Material for this exercise: Begin
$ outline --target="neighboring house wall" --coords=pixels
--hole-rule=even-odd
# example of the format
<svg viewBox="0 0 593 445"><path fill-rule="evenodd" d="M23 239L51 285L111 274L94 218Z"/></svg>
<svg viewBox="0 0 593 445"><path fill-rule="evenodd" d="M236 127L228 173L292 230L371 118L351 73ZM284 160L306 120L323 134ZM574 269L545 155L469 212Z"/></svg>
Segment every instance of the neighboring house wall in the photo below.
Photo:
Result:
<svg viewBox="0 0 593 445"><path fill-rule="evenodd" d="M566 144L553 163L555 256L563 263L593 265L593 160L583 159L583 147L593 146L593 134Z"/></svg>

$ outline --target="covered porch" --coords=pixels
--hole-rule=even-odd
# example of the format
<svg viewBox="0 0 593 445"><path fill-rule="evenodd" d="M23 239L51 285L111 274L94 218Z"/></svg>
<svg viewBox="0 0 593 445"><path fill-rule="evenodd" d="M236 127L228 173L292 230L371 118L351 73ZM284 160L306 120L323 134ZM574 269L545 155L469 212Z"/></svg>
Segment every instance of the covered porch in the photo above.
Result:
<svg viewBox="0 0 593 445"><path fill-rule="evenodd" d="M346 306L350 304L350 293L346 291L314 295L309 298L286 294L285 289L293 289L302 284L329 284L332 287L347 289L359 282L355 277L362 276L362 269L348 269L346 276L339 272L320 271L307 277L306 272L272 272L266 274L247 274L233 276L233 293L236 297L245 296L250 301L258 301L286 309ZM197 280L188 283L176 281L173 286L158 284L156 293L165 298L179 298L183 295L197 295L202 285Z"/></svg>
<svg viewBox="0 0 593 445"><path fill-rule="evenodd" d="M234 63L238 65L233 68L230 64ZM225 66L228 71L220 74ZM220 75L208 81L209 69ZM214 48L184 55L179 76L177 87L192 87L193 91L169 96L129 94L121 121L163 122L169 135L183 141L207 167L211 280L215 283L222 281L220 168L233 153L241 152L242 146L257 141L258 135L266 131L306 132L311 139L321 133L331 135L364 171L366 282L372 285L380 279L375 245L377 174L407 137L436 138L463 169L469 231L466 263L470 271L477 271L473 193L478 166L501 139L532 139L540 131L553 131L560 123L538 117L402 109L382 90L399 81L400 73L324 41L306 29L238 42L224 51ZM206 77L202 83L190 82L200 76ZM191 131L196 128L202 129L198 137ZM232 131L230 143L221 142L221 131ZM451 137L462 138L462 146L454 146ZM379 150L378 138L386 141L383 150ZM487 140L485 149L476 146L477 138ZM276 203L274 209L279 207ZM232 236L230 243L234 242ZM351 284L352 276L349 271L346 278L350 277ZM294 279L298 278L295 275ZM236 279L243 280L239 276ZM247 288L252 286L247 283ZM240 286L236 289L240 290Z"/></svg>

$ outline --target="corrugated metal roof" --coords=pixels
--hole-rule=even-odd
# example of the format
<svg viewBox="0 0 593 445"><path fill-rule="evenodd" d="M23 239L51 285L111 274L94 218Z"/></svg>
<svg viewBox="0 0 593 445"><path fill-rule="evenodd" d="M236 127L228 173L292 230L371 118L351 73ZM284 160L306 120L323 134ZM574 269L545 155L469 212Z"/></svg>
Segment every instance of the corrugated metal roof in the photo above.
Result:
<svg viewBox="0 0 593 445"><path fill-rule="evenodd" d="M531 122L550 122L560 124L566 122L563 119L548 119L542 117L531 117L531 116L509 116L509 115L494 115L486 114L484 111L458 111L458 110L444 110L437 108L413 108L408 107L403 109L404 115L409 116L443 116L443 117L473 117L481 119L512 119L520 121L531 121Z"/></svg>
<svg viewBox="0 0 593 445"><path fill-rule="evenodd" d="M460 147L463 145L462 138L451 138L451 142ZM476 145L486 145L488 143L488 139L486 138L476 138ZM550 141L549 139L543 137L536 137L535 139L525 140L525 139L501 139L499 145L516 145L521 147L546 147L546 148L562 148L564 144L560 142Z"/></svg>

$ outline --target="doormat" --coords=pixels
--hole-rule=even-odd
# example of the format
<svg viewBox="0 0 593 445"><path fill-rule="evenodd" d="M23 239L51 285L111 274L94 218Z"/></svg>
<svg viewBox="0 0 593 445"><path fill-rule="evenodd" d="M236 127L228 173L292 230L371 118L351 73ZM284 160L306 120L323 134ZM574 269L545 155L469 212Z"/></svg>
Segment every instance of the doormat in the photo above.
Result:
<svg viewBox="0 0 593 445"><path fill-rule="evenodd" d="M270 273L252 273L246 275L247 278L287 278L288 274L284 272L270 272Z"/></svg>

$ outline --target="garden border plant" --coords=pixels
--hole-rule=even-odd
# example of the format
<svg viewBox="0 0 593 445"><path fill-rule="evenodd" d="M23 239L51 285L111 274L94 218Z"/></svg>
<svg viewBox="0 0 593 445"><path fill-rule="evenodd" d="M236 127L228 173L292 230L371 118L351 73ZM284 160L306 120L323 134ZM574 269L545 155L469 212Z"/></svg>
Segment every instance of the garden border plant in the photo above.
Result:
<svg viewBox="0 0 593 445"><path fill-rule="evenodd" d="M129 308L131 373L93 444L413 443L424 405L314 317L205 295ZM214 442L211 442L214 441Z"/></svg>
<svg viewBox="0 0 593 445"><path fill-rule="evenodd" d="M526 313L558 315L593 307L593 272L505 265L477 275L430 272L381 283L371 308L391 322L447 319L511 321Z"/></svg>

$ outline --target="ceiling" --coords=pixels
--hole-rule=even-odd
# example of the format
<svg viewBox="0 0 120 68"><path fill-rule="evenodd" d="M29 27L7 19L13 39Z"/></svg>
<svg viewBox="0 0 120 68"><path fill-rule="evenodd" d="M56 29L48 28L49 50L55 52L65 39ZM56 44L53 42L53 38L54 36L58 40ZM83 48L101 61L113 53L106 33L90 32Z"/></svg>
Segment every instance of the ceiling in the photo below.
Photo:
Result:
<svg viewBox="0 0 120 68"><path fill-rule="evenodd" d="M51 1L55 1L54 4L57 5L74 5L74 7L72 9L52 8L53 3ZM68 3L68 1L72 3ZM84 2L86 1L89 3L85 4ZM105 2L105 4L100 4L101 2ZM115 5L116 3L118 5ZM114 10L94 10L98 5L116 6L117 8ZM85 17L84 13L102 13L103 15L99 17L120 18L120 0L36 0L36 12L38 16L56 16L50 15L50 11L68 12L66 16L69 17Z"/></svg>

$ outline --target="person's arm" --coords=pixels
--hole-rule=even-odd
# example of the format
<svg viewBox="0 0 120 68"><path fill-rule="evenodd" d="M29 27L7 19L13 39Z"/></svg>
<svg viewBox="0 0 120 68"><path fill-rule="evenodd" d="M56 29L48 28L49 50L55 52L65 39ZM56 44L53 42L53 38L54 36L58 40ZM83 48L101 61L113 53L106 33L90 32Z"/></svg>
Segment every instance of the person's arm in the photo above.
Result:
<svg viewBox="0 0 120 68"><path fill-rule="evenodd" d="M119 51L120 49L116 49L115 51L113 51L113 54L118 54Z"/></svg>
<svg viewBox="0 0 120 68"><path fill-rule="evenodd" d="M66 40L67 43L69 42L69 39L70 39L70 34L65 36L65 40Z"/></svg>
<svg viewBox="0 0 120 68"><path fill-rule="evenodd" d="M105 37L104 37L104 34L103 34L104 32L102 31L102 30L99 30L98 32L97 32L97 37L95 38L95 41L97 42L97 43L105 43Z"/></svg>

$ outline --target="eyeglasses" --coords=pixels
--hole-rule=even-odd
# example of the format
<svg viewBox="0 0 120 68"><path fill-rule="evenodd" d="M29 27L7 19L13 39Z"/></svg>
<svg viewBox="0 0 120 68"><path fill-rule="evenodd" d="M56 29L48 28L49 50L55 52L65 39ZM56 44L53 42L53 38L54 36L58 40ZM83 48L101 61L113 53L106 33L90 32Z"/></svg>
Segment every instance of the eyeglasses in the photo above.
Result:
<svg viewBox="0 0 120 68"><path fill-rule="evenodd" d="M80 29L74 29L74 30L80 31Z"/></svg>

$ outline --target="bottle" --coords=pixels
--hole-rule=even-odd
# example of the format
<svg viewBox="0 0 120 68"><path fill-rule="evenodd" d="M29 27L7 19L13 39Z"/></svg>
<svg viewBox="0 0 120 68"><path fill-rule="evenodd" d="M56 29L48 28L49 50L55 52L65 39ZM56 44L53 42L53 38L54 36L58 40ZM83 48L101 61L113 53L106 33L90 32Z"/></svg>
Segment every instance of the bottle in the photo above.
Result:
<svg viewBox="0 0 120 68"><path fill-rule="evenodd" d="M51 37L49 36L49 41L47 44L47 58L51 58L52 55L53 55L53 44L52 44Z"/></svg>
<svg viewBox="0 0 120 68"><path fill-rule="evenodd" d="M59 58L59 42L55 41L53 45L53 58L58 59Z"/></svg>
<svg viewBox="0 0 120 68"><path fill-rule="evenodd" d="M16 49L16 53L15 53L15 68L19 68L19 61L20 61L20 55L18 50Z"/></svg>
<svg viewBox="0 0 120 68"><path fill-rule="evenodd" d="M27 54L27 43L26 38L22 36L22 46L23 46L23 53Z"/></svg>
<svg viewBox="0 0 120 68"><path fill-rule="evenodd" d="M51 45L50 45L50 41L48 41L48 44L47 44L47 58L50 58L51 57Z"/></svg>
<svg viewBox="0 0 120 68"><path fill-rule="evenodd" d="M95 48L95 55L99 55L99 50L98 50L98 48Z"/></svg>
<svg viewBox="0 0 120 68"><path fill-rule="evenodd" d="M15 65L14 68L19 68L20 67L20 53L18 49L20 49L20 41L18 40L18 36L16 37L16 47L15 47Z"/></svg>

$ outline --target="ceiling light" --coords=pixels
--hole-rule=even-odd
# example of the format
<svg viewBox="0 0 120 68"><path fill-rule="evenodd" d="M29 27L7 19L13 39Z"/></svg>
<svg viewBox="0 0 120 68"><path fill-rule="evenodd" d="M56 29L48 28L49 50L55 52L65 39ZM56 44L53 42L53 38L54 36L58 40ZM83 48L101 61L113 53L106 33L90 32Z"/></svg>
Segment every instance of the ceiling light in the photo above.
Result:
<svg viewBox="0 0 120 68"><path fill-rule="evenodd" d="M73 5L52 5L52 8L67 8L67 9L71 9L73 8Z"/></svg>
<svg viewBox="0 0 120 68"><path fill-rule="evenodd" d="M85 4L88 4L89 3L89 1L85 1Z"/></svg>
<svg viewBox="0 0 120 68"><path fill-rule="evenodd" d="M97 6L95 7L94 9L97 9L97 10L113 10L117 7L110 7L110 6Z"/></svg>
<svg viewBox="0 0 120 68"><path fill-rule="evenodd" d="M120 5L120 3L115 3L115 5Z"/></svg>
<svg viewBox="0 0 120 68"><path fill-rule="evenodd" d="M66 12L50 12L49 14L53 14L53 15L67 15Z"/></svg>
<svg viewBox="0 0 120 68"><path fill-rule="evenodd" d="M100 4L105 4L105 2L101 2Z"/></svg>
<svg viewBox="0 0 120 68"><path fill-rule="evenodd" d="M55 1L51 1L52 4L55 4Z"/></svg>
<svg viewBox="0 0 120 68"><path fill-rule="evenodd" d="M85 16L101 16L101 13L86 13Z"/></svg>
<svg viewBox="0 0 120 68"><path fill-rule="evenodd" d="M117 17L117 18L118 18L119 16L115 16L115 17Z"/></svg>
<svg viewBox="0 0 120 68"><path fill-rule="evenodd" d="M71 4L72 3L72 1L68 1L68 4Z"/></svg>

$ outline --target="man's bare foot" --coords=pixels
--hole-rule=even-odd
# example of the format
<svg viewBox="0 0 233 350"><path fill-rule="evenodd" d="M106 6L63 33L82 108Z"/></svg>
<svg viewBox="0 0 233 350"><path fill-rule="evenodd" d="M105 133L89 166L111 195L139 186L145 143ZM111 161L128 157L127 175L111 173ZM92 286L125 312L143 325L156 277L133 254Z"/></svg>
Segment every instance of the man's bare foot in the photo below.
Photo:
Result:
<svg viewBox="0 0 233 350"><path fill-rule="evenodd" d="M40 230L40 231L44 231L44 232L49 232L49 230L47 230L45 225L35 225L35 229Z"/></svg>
Material for this exercise: End
_Your assignment_. Whatever lies between the line containing "133L89 166L111 195L139" and the final line above, both included, must be returned exactly.

_Written solution_.
<svg viewBox="0 0 233 350"><path fill-rule="evenodd" d="M105 133L89 166L111 195L139 186L145 143ZM111 161L128 157L127 175L111 173ZM92 286L125 312L143 325L156 277L133 254Z"/></svg>
Segment every instance of the man's bare foot in the photo below.
Photo:
Result:
<svg viewBox="0 0 233 350"><path fill-rule="evenodd" d="M40 230L40 231L44 231L44 232L49 232L49 230L47 230L45 225L35 225L35 229Z"/></svg>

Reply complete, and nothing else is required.